## GOAL
Reproduce the listing below line for line, without changing any character.

%%

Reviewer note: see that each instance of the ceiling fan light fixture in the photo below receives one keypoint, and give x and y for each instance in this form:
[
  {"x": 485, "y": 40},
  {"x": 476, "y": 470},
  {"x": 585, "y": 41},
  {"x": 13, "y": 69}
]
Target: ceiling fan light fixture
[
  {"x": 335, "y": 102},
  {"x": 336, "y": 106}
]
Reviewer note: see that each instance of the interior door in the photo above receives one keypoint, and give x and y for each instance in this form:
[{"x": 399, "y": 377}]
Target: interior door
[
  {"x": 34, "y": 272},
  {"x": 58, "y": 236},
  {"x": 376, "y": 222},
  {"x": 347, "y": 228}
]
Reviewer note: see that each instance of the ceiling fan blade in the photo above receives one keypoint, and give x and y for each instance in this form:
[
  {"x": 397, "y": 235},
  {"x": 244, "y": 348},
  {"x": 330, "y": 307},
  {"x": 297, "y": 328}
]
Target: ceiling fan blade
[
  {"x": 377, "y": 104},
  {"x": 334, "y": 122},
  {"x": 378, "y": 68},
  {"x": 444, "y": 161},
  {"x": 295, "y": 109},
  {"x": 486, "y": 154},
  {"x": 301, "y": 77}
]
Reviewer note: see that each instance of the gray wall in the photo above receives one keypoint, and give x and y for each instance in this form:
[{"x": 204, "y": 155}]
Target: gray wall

%%

## TASK RESULT
Reviewer note: see that each instance of the ceiling fan light fixture in the photo below receives one keypoint, and give x and y for each instance in this form:
[
  {"x": 485, "y": 40},
  {"x": 476, "y": 470},
  {"x": 585, "y": 41},
  {"x": 13, "y": 69}
]
Target: ceiling fan light fixture
[
  {"x": 335, "y": 102},
  {"x": 336, "y": 106}
]
Reviewer note: see that each instance of the interior door in the photo above receives one keypoint, and give x and y for each instance in this form:
[{"x": 399, "y": 377}]
Target: interior door
[
  {"x": 34, "y": 272},
  {"x": 58, "y": 236},
  {"x": 376, "y": 222},
  {"x": 347, "y": 228}
]
Reviewer note: see that each instance of the ceiling fan blade in the photo above receives one keypoint, and give x and y for each instance in this form:
[
  {"x": 397, "y": 235},
  {"x": 244, "y": 348},
  {"x": 330, "y": 307},
  {"x": 297, "y": 328}
]
Target: ceiling fan blade
[
  {"x": 377, "y": 104},
  {"x": 334, "y": 122},
  {"x": 378, "y": 68},
  {"x": 444, "y": 161},
  {"x": 295, "y": 109},
  {"x": 486, "y": 154},
  {"x": 301, "y": 77}
]
Reviewer note: see that each instance of the gray wall in the photo above receives one keypoint, and give x and y for each instance in this form:
[{"x": 204, "y": 155}]
Target: gray wall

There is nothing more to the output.